| READING TEXT |
********

Biopicks: Legacy of the Man Who Knew Infinity

The life and times of genius Srinivasa Ramanujan and India's infinite love for numbers.

Update: 2016-05-21 19:33 GMT
A still from the movie The Man Who Knew Infinity

Economics, mathematics and physics. The three form the very foundations of our lives here. They were also the hardest to learn, the toughest to master and depending on which bench you sat on in school, the most satisfying. But despite their dreary exterior, the three subjects have given life to some fantastic cinema — you’ll remember the very troubled John Nash in A Beautiful Mind (2001), the ambitious team owner Billy Beane from Moneyball (2011) and the very delightful IQ (1994), about Albert Einstein, the matchmaker.

It’s Hollywood’s love affair with genius and there seems to be no end to the number of cinematic permutations and combinations while bringing to film the lives of some of the most influential characters the world has ever known. The latest sensation in the genre is The Man Who Knew Infinity, about the life and times of Srinivasa Ramanujan. The film mostly celebrates the friendship between Professor G.H. Hardy and the prodigal Ramanujan.

But has the biopic on Ramanujan’s life highlighted the role played by Indians in advancing the mathematical process? We don’t have to look far from the ‘Zero’ because India has had Bhaskara-I, Brahmagupta, Aryabhatta-II and apart from these ancient geniuses there have been modern demonstrations of near genetic-level brilliance at various levels of mathematical applications —from stock market analysis to Math Olympiads.

Then there’s the return of Vedic Mathematics, which uses sutras to compute large numbers — without a calculator. And even as the classic Abacus makes a return to classrooms here, Vedic Mathematics is experiencing wide embrace with coaching institutions. In 2015, Neha Maglik, a chemical engineer from BITS Pilani used vedic maths and created history by scoring 100 per cent in the Common Admission Test, of 2014.

During his time, Ramanujan was seen as a madman. He could fire off fifteen digits of Euler’s constant known as ‘e’ and was responsible for detailed theories that are now being used in exotic mathematics. He died a miserable death at 32 — due malnourishment and over-exertion. This is a man who was faced with an unending thirst to explore the farthest boundaries of maths. And as we enter the second century of the Indian Mathematical Society, the question to ask today is: how far will Indians carry on the legacy of the man who was the leading light in mathematics in the last millennium?

********

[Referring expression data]
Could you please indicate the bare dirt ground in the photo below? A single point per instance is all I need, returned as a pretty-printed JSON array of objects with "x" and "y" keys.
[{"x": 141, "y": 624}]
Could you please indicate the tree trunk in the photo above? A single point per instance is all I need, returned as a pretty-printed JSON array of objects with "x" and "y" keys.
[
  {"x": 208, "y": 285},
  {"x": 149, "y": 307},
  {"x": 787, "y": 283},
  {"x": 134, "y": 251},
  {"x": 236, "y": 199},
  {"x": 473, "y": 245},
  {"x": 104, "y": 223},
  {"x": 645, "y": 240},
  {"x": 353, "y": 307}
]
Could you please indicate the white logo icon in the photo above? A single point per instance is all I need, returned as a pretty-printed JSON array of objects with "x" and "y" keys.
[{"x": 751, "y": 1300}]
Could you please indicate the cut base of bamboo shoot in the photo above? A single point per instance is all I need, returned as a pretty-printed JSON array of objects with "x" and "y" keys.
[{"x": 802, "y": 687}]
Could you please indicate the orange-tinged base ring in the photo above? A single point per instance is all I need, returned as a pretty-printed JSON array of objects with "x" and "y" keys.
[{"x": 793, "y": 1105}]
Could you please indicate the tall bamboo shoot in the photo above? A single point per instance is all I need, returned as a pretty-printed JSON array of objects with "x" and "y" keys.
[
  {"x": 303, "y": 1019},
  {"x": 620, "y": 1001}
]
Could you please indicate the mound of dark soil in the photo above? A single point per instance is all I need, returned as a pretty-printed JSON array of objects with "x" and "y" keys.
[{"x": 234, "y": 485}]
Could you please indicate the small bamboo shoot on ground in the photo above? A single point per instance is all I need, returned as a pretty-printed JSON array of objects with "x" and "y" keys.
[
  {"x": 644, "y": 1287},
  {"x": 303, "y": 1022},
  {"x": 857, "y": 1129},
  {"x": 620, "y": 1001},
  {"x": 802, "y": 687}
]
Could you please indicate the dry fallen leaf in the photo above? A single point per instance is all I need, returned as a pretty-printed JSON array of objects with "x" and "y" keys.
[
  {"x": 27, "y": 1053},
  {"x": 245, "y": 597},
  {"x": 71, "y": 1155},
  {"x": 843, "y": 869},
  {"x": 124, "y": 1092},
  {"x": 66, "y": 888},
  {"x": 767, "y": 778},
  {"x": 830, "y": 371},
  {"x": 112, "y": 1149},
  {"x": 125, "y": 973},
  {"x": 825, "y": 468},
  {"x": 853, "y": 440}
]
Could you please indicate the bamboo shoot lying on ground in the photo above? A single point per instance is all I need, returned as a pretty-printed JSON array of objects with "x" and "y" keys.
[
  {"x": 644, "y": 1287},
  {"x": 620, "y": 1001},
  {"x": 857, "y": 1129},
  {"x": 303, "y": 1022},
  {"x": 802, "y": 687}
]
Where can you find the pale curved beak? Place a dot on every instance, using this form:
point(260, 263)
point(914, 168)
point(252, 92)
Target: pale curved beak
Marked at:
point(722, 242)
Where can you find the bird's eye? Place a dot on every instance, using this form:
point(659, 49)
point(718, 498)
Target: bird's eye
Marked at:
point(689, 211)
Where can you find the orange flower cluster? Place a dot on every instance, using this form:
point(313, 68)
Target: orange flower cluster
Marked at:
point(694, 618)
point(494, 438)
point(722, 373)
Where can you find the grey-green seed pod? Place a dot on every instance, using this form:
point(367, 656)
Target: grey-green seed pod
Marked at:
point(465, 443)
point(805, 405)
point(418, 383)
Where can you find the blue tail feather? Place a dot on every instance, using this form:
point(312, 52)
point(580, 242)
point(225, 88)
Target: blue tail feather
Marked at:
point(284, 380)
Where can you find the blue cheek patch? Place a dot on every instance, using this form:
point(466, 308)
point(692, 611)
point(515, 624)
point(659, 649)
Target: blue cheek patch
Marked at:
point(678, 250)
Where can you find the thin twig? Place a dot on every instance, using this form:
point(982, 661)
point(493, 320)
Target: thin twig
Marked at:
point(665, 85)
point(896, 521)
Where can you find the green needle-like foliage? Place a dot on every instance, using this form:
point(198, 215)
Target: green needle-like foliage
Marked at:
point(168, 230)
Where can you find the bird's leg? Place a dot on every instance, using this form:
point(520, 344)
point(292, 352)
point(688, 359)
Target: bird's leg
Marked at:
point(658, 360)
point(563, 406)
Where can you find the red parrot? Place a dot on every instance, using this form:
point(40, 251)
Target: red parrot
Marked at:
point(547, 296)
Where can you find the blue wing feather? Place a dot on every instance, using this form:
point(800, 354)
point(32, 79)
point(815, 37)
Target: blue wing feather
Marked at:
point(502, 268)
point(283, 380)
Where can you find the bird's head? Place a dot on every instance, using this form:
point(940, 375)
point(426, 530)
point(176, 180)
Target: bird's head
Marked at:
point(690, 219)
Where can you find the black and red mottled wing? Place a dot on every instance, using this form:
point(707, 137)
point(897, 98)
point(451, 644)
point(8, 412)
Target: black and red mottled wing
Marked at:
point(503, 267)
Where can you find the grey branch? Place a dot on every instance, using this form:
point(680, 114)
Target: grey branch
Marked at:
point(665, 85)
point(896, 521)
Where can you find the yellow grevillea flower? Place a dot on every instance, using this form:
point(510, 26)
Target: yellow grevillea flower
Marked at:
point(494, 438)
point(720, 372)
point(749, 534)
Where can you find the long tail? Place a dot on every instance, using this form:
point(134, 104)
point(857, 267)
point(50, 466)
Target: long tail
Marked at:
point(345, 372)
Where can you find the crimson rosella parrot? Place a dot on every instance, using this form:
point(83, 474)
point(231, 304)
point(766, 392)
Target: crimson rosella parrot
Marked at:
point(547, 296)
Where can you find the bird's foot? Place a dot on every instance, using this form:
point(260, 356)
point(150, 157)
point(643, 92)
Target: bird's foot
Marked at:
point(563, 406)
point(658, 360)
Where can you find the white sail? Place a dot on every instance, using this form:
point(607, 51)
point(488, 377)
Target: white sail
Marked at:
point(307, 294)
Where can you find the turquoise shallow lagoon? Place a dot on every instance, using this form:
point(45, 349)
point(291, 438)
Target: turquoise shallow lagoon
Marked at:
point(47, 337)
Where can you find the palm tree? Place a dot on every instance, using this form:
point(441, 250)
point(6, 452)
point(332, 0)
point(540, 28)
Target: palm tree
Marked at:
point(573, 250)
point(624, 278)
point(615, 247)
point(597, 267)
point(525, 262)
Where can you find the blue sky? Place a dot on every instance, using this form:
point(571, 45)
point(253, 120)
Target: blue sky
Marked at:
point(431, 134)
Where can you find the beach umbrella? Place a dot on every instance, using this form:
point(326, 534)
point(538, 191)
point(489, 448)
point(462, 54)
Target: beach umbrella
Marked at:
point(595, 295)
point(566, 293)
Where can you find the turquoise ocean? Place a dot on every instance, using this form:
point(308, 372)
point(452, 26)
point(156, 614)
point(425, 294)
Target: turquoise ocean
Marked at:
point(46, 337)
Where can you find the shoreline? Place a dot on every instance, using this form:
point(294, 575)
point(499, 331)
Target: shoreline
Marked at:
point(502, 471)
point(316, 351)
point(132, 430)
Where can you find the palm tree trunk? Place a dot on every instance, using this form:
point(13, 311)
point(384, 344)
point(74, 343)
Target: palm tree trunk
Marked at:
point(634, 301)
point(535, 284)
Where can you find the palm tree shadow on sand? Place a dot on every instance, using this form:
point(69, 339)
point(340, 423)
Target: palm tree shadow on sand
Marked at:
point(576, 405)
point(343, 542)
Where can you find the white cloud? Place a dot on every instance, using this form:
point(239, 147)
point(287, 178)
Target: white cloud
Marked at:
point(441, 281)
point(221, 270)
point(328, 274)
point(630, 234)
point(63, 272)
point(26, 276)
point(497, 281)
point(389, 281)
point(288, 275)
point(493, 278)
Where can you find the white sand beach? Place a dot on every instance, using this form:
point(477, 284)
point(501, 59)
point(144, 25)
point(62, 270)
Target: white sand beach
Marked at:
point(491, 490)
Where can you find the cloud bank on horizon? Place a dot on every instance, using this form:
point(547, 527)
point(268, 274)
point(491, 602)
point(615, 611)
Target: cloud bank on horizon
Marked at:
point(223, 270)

********

| ASSIGNMENT A |
Summarize the Ramanujan article in two sentences.
| ASSIGNMENT B |
Copy the passage of the Ramanujan article from "Biopicks: Legacy of" to "Einstein, the matchmaker.".
The records have nothing to do with the Ramanujan article.

| SOLUTION A |
The Man Who Knew Infinity, the latest film in Hollywood's genre of movies about genius, tells the life and times of Srinivasa Ramanujan and mostly celebrates his friendship with Professor G.H. Hardy. The Ramanujan article asks whether the biopic highlights the role Indians have played in advancing mathematics, from ancient mathematicians to today's revival of Vedic Mathematics, and ends by asking how far Indians will carry on Ramanujan's legacy.

| SOLUTION B |
Biopicks: Legacy of the Man Who Knew Infinity

The life and times of genius Srinivasa Ramanujan and India's infinite love for numbers.

Update: 2016-05-21 19:33 GMT
A still from the movie The Man Who Knew Infinity

Economics, mathematics and physics. The three form the very foundations of our lives here. They were also the hardest to learn, the toughest to master and depending on which bench you sat on in school, the most satisfying. But despite their dreary exterior, the three subjects have given life to some fantastic cinema — you’ll remember the very troubled John Nash in A Beautiful Mind (2001), the ambitious team owner Billy Beane from Moneyball (2011) and the very delightful IQ (1994), about Albert Einstein, the matchmaker.